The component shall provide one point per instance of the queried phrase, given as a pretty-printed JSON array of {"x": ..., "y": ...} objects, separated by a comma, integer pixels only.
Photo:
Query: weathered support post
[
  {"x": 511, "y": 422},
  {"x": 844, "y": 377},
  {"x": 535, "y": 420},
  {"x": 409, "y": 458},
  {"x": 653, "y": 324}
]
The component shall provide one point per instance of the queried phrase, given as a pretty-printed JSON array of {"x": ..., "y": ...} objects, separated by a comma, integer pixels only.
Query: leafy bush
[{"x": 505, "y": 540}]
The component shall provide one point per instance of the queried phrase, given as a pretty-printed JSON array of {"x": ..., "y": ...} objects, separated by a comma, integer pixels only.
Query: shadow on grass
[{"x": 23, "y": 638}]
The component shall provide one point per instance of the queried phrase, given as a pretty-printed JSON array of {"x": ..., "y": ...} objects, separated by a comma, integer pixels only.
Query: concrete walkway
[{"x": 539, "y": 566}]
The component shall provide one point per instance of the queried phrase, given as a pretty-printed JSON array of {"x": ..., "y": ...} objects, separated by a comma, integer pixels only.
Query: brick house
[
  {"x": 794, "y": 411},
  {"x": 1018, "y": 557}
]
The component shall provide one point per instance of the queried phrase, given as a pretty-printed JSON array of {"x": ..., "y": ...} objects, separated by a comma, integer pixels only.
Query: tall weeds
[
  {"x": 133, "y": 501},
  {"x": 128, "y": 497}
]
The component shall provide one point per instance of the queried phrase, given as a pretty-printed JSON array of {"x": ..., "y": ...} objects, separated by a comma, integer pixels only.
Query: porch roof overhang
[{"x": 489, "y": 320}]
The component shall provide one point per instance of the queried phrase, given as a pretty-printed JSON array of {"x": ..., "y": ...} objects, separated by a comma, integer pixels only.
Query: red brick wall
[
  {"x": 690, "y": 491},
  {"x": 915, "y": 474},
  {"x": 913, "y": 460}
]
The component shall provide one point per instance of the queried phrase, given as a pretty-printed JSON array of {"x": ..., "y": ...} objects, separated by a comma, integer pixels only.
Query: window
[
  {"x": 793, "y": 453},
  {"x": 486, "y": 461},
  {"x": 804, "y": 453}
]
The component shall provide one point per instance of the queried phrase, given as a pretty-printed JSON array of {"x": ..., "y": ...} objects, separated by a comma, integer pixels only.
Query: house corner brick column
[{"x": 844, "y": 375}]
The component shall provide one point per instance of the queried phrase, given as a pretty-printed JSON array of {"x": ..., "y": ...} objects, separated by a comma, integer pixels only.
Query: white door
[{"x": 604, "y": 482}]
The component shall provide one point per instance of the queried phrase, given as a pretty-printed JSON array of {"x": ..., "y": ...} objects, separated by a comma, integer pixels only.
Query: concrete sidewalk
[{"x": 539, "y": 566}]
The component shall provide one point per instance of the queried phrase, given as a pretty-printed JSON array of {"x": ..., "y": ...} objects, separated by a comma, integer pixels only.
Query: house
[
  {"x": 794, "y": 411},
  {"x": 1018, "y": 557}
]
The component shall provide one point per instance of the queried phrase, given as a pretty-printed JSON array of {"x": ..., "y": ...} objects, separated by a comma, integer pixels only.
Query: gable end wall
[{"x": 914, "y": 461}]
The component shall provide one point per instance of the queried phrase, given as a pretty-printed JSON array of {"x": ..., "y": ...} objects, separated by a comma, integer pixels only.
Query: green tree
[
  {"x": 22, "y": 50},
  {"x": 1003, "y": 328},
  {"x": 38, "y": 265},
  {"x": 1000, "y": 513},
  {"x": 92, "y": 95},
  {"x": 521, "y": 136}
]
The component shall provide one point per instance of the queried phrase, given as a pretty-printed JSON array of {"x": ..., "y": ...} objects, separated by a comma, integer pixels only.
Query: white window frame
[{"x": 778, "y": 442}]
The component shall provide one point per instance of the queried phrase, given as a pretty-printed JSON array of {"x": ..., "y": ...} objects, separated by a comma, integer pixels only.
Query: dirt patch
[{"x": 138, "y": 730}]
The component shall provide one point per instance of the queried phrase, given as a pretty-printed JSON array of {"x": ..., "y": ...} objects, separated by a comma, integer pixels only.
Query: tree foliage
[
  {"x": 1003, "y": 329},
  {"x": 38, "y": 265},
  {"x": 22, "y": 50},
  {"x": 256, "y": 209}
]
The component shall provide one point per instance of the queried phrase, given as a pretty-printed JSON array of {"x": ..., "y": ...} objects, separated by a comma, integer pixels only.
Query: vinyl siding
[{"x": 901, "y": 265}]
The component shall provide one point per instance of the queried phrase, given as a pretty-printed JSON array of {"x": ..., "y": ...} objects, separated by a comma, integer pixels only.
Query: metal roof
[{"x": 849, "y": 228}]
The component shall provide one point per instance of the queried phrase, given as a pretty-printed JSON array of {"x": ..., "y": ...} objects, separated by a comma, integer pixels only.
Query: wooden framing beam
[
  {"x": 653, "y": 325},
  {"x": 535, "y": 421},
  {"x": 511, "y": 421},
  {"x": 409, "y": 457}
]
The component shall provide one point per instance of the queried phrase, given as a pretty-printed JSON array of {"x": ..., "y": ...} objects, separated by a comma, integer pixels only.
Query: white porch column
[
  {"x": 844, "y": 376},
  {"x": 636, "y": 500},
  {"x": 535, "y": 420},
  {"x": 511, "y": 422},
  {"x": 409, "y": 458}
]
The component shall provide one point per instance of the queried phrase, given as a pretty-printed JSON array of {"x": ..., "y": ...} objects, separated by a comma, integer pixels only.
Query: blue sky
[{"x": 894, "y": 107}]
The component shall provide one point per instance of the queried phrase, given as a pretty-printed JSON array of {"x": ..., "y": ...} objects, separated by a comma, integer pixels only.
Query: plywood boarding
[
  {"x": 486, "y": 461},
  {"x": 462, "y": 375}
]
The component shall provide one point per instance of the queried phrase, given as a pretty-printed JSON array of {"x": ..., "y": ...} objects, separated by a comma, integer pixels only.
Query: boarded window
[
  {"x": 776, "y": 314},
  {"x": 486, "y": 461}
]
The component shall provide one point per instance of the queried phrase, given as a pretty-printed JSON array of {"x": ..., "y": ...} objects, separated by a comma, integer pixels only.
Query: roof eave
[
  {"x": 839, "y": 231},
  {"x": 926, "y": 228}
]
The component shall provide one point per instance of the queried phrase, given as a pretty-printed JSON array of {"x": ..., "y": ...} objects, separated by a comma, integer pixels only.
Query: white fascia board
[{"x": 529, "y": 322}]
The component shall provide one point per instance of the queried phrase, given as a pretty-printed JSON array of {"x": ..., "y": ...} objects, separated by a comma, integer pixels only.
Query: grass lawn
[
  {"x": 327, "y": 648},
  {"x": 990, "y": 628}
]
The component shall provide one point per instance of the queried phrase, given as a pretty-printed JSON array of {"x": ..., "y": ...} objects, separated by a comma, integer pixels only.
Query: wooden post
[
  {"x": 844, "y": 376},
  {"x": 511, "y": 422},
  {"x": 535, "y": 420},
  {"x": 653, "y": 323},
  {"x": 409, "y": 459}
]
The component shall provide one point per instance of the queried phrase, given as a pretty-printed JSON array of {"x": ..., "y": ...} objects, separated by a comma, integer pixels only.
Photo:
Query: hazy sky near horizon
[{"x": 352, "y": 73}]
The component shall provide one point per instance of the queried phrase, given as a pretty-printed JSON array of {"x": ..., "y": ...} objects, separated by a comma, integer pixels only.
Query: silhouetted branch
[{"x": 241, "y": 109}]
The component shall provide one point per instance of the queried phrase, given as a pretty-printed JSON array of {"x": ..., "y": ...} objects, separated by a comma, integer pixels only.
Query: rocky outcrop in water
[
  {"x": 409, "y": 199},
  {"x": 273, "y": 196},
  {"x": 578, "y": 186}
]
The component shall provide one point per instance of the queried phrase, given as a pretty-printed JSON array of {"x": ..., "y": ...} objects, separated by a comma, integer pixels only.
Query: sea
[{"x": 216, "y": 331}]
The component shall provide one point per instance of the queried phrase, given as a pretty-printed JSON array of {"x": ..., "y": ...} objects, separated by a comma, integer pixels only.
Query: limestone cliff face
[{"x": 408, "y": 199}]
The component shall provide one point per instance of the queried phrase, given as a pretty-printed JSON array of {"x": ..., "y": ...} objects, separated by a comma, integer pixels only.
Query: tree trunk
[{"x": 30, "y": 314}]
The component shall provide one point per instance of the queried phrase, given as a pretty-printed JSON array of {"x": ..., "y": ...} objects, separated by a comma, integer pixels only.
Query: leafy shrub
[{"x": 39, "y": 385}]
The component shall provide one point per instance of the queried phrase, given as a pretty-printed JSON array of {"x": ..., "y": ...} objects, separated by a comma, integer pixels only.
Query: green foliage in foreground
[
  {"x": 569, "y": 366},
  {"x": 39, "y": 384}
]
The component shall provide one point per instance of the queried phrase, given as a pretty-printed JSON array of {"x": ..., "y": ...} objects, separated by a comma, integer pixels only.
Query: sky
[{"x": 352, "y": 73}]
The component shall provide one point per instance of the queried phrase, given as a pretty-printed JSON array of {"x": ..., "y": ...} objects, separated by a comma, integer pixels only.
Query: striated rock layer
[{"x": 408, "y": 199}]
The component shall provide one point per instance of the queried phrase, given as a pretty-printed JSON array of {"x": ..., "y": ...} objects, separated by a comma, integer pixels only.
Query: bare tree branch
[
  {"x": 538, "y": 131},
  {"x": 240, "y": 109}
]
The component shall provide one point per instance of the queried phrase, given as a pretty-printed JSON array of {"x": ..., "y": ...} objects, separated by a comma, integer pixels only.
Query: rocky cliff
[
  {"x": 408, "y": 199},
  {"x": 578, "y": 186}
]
--
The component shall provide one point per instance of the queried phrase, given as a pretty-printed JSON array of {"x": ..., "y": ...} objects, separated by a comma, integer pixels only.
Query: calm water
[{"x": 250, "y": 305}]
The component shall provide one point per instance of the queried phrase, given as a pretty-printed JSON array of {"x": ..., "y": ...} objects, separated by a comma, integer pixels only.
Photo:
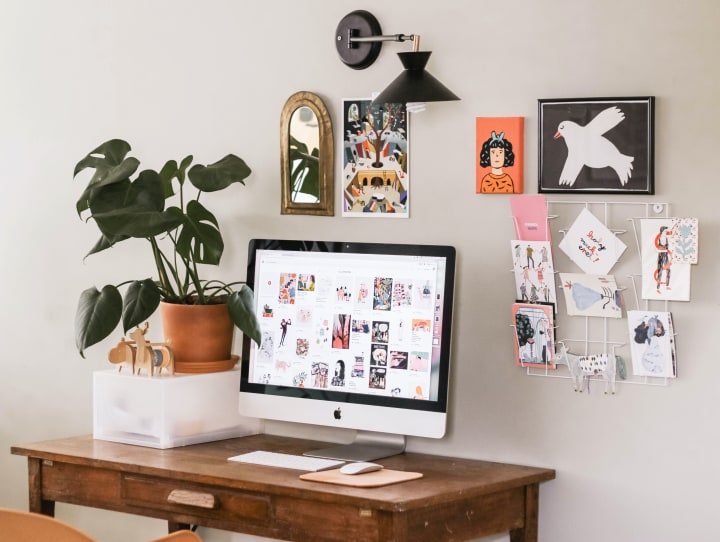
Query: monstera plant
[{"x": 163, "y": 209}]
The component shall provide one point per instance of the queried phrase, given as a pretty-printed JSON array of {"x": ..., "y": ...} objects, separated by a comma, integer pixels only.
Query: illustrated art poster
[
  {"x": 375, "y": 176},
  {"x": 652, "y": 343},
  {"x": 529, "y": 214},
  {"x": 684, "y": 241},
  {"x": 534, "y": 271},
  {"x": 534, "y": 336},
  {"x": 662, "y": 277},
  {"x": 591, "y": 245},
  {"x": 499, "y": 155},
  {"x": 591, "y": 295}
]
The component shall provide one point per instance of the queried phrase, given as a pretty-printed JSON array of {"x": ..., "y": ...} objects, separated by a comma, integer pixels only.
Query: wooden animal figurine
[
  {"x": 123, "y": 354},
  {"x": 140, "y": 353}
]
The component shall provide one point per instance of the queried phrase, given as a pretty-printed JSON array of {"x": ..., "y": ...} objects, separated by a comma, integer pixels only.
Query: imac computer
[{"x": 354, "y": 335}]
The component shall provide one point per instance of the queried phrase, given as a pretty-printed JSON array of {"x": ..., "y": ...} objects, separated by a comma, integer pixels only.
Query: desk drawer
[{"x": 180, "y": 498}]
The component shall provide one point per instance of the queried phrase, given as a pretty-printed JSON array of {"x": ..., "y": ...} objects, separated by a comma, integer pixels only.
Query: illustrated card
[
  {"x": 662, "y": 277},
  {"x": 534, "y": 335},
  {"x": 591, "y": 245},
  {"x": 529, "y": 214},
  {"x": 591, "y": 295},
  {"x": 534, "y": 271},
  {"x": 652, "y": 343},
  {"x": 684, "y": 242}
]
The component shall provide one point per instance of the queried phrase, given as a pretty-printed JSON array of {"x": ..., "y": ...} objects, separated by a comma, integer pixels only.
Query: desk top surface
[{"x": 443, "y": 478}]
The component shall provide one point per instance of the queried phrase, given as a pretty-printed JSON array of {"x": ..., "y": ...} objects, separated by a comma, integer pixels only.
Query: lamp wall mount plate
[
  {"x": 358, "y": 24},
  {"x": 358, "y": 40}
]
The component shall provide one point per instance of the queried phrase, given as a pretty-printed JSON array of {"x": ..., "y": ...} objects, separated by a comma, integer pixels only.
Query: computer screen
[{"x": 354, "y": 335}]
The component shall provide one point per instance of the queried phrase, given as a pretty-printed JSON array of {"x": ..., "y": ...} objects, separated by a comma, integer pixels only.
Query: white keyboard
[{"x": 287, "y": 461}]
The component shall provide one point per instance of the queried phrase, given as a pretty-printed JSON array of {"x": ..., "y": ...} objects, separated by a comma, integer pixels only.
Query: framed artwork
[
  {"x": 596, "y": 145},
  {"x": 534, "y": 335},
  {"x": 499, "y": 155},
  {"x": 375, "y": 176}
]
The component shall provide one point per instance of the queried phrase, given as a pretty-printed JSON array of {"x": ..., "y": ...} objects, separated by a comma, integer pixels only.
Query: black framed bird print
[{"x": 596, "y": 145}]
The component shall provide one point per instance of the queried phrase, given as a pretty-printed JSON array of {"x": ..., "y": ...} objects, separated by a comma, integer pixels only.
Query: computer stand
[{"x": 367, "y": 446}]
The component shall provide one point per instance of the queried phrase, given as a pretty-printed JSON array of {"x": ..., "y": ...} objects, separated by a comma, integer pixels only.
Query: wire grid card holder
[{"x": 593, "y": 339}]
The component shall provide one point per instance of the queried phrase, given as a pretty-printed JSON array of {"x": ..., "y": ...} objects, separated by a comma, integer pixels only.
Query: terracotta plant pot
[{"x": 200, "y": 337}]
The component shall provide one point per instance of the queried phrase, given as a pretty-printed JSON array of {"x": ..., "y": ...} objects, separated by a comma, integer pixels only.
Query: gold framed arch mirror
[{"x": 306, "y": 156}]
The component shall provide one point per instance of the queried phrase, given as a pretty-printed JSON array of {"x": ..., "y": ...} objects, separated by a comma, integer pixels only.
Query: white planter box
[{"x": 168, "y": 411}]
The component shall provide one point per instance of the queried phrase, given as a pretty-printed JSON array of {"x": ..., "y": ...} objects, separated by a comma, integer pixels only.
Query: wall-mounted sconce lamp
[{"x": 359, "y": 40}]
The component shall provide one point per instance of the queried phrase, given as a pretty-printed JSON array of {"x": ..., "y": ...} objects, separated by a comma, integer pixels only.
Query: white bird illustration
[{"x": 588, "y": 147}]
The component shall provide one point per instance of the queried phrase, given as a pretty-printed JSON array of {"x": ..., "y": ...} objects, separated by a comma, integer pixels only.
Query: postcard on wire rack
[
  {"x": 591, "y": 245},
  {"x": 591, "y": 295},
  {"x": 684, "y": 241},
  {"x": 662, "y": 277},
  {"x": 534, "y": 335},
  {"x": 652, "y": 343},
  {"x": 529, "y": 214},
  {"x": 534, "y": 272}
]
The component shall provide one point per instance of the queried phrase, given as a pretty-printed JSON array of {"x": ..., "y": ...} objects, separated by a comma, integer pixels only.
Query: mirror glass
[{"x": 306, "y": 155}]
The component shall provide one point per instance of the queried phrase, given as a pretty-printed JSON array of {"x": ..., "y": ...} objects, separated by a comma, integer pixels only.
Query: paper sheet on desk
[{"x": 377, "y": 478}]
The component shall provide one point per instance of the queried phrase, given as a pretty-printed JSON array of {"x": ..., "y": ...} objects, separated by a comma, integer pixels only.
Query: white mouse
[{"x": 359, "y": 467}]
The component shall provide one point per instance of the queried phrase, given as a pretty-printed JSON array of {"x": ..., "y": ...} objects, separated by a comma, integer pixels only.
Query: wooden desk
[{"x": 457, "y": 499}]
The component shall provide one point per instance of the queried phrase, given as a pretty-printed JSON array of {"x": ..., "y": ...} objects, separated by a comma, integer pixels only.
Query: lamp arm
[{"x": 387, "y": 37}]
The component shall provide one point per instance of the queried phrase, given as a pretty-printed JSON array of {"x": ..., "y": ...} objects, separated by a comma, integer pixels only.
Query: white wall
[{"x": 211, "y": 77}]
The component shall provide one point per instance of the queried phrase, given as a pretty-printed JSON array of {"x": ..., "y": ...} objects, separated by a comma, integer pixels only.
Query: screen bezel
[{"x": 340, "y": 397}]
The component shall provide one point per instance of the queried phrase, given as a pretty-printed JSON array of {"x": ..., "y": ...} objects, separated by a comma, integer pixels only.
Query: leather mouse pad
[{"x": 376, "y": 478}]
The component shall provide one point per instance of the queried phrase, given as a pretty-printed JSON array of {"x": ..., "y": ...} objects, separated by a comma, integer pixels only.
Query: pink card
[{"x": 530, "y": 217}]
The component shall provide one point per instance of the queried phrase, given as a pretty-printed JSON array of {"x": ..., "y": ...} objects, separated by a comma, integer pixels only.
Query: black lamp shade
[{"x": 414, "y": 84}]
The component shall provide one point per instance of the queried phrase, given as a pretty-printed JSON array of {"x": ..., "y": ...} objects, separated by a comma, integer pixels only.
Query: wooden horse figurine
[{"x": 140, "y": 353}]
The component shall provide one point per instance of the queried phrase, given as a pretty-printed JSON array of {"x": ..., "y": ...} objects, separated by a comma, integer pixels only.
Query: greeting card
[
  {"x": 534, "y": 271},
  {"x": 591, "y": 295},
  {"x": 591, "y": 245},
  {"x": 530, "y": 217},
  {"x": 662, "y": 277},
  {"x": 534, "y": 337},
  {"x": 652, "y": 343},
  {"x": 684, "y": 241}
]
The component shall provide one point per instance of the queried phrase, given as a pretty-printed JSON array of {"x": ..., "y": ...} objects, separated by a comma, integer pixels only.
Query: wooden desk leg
...
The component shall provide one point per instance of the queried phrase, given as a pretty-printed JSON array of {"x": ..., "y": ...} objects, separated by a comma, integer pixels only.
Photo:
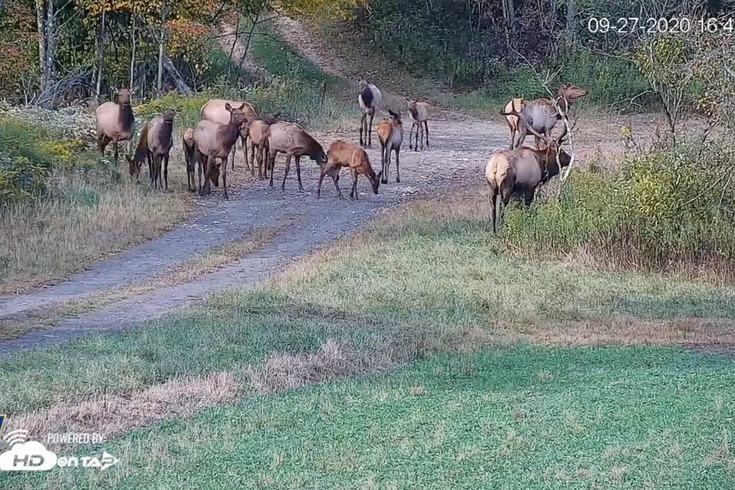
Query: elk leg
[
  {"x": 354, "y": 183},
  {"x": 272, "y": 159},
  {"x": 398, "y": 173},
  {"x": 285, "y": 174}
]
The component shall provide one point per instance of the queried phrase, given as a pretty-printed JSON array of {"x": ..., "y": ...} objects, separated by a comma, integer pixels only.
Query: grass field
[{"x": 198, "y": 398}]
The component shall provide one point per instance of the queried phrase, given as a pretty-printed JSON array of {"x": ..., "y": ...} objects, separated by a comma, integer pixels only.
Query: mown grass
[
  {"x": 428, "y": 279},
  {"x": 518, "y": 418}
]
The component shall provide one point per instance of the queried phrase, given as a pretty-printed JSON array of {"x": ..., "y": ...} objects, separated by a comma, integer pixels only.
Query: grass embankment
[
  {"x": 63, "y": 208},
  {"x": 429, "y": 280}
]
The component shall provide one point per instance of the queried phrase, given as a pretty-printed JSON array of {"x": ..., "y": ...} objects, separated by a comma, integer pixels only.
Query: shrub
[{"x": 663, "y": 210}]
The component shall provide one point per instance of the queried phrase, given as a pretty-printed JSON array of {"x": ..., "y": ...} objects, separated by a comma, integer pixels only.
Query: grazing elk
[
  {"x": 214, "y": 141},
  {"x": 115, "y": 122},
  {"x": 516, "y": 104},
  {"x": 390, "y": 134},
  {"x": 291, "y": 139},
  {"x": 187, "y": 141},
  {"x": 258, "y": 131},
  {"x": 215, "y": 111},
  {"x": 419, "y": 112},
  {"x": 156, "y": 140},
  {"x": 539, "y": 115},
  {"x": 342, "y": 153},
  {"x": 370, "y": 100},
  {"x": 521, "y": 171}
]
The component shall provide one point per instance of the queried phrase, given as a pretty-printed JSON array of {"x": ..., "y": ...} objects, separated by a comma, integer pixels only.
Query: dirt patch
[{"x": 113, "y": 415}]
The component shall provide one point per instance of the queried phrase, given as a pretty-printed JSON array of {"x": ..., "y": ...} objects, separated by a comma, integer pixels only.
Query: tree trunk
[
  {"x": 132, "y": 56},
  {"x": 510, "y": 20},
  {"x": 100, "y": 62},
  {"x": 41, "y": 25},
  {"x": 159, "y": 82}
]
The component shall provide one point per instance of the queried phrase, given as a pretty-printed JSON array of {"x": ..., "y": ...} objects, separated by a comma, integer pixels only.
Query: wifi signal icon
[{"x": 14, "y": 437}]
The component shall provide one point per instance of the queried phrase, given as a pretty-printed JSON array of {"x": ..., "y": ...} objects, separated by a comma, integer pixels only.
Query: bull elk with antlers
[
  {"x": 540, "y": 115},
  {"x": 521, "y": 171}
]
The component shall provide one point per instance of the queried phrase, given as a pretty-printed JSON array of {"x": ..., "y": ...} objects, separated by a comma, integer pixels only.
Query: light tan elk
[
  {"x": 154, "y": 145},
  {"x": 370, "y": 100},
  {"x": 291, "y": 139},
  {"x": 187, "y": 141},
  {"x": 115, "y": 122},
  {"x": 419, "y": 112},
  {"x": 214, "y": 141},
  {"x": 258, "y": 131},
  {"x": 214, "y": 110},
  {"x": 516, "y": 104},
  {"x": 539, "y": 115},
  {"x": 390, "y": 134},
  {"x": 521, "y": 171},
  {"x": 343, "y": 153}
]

What you have to do =
Pull out each line of the records above that contains the word "white", matching case exactly.

Worked solution =
Query: white door
Query: white window frame
Query: white porch column
Query: white fascia board
Query: white keyboard
Query: white planter box
Query: white bird illustration
Query: white mouse
Query: white wall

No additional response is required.